→ Your instructions
Please copy the lines below word for word, leaving the picture out of your answer.
____
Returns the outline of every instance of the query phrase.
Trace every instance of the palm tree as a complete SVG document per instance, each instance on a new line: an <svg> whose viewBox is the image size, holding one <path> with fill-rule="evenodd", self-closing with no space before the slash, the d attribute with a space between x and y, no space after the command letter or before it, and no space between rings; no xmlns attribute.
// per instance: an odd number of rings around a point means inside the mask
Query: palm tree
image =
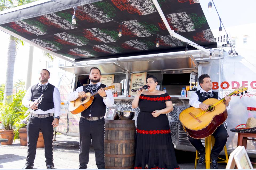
____
→ Expected output
Returns the outline of every instance of the query phrase.
Trace every instance of the palm tree as a complete SVG document per instance, each instance on a new line: an <svg> whose viewBox is the image size, holding one <path> with fill-rule="evenodd", self-closing with no space before the slash, the d attribute with a space between x and y, no space after the command letter or before it, and no space between rings; no xmlns attribute.
// per instance: an odd number of rings around a point means inside the mask
Query: palm tree
image =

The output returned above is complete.